_EXCERPTED TEXT_
■ ■ ■

Karnal, March 21
After being successful in the field of cloning and several dairy research programmes, scientists of the ICAR-National Dairy Research Institute (NDRI) will explore the therapeutic properties in the milk of bovine and non-bovine animals.
Bio-active peptides identified
We have already identified some health promoting milk bio-active peptides. Now, we are further going to validate these peptides to determine the therapeutic properties of milk. More research would be done to determine medical properties of goat milk. Dr Dheer Singh, director, NDRI
“We have already identified some health promoting milk bio-active peptides. Now, we are further going to validate these peptides to determine the therapeutic properties of milk,” said Dr Dheer Singh, Director, NDRI.
Dr Singh said goat milk was recommended to dengue patients and more research would be done to determine the medical properties of goat milk, which was useful to dengue patients. “We will try to determine these useful properties in goat milk,” he said.
In the coming days, the NDRI would expedite the multiplication of elite germplasm with the help of different reproductive techniques such as cloning, embryo transfer, IVF, ovum pick-up and others, he said. “We are already working on producing good germplasm. We will expedite it in the coming days also,” he said.
The Director said they would take the semen of cloned animals to the field to check the performance so that elite germplasm could be produced. Besides, they were going to set up a semen centre, for which a budget had been cleared.

■ ■ ■

_APPLY WHAT YOU READ_
1. In the dairy research article, reproduce the passage starting at "Karnal, March 21" and ending at "Singh, Director, NDRI.", substituting "compounds" for "peptides".
2. Translate this sentence from the dairy research article into Spanish: "The Director said they would take the semen of cloned animals to the field to check the performance so that elite germplasm could be produced."
3. Continue the dairy research article from its final sentence.

_RECORDS PROVIDED_

■ ■ ■

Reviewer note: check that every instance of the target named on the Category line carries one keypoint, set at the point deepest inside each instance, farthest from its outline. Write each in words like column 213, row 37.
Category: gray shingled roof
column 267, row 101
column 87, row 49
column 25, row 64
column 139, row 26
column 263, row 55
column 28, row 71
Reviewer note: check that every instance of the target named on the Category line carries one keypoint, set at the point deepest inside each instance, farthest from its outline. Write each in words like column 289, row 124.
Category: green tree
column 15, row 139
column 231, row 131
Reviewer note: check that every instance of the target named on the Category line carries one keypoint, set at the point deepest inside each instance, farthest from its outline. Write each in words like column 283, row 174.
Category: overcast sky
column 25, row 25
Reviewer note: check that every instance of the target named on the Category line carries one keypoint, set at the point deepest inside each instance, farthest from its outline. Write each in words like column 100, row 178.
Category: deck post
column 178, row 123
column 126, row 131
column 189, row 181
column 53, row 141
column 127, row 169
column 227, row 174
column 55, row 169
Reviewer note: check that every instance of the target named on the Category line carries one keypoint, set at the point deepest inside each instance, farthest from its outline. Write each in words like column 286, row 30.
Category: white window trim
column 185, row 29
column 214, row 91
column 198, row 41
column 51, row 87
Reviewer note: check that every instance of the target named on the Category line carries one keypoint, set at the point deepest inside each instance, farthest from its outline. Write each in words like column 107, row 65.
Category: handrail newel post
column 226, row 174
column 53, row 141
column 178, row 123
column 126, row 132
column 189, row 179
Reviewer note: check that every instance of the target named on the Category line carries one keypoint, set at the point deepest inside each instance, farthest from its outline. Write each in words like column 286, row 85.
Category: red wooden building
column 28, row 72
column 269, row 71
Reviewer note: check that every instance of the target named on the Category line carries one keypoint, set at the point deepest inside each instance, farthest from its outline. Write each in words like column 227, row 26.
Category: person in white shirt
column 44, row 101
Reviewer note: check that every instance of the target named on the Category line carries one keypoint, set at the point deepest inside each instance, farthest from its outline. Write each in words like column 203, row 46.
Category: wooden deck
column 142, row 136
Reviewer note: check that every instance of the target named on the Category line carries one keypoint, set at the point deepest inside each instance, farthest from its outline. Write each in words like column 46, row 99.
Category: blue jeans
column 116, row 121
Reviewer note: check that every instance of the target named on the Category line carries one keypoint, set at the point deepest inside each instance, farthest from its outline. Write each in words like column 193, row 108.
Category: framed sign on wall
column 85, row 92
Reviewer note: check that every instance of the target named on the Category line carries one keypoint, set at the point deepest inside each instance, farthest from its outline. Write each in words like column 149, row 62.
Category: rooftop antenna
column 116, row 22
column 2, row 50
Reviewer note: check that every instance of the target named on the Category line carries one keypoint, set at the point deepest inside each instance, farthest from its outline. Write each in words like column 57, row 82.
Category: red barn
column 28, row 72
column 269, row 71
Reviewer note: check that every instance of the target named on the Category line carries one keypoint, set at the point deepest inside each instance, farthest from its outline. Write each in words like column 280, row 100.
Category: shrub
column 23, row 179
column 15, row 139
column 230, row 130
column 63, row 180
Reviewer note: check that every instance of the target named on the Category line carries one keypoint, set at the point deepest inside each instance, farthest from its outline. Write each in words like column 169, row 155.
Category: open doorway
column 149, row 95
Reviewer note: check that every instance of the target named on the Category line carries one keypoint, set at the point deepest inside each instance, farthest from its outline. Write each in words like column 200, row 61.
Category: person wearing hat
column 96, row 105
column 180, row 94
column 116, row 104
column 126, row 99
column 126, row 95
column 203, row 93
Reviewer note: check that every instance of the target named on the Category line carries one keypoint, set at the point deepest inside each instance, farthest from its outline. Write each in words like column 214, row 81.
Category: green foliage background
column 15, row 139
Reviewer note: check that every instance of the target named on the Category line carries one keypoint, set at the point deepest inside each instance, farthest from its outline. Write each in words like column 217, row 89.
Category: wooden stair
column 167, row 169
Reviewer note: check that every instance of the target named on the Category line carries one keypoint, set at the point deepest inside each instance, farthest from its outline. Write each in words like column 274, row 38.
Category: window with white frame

■ ■ ■

_RESULTS OF THE EXERCISE_
1.
Karnal, March 21
After being successful in the field of cloning and several dairy research programmes, scientists of the ICAR-National Dairy Research Institute (NDRI) will explore the therapeutic properties in the milk of bovine and non-bovine animals.
Bio-active compounds identified
We have already identified some health promoting milk bio-active compounds. Now, we are further going to validate these compounds to determine the therapeutic properties of milk. More research would be done to determine medical properties of goat milk. Dr Dheer Singh, director, NDRI
“We have already identified some health promoting milk bio-active compounds. Now, we are further going to validate these compounds to determine the therapeutic properties of milk,” said Dr Dheer Singh, Director, NDRI.

2. El director dijo que llevarían el semen de animales clonados al campo para comprobar el rendimiento, de modo que se pudiera producir germoplasma de élite.

3.
Dr Singh said they were working to ensure an economical technology for sorting of semen to get only female calves. He further stated that they would link the NDRI-deemed university with 19 institutes of animal science under the national education policy. Students would get education at the NDRI and later they would be sent to other institutes to do research work.
Dr Singh said their focus would be on eradicating mastitis disease among animals so that the production could be maintained.
On being asked whether the stray cattle menace was the result of cross-breeding, the Director denied it and said that the government was working on shifting stray cattle to gaushalas. The gaushalas should be able to sustain itself. He further said the annual milk production was 210MT with a growth rate of 6.28 per cent, while the animal growth rate was 1 per cent.
The Director said they would continue to work on climate-resilient breeds and said indigenous breeds such as Tharparkar and Sahiwal were more climate resilient in comparison to other cross-breeds.